- Text to read
++++++++

At times like these, the government and policymakers can be benefited by the distribution of future inflation and inflation forecast, especially when one has a flexible inflation targeting framework. India adopted a flexible inflation targeting scheme in 2016 and since then, the tail risks to inflation i.e., the upside and downside risks to CPI have moderated.
Inflation and inflation uncertainty
The conventional approach is of symmetric distribution of inflation which may not always hold true. This can be better understood with the example of food prices as food is a major component of CPI basket in the country. Food typically faces higher volatility due to supply side issues as well as dependence of Indian farmers on monsoon for healthy crops. The same is also the case with crude oil and any change in global prices reflects on India inflation.
CPI inflation and inflation variance
So, any disruption in weather patterns gets reflected in production, and in turn, also affects prices. According to the paper, in such times of uncertainty, along with the mean path of future inflation, the distribution of inflation is an important tool to assess inflationary conditions. The inflation distribution may help in a proper assessment of the upside and downside risks to inflation.

++++++++

- What is needed
Reproduce the stretch of the passage on inflation risk from "CPI inflation and" through "risks to inflation.", word for word.

++++++++

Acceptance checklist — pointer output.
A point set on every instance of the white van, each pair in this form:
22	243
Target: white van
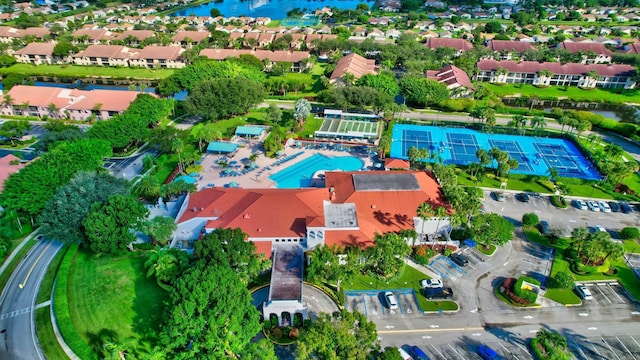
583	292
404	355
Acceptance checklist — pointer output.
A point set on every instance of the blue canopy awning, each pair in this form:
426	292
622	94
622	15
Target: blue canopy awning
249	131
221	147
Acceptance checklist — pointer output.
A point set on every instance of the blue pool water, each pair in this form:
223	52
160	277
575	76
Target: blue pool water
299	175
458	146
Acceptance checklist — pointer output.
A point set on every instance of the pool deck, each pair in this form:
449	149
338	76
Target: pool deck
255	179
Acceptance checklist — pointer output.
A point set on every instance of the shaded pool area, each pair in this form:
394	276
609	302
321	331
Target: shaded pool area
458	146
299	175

++++++++

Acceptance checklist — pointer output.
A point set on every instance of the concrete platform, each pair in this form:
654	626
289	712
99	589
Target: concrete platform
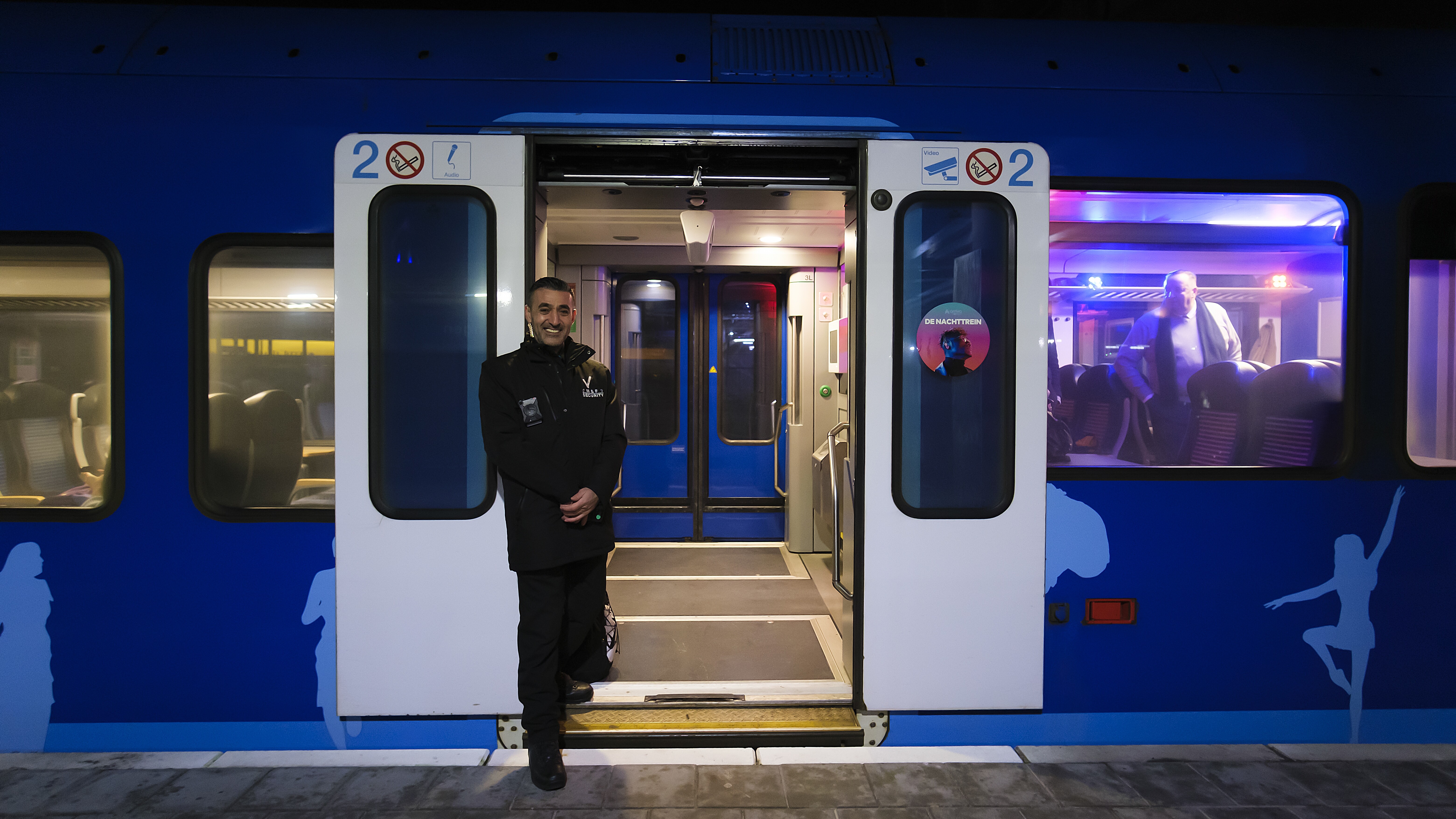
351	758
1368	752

++++++++

- Task answer
CPI inflation and inflation variance
So, any disruption in weather patterns gets reflected in production, and in turn, also affects prices. According to the paper, in such times of uncertainty, along with the mean path of future inflation, the distribution of inflation is an important tool to assess inflationary conditions. The inflation distribution may help in a proper assessment of the upside and downside risks to inflation.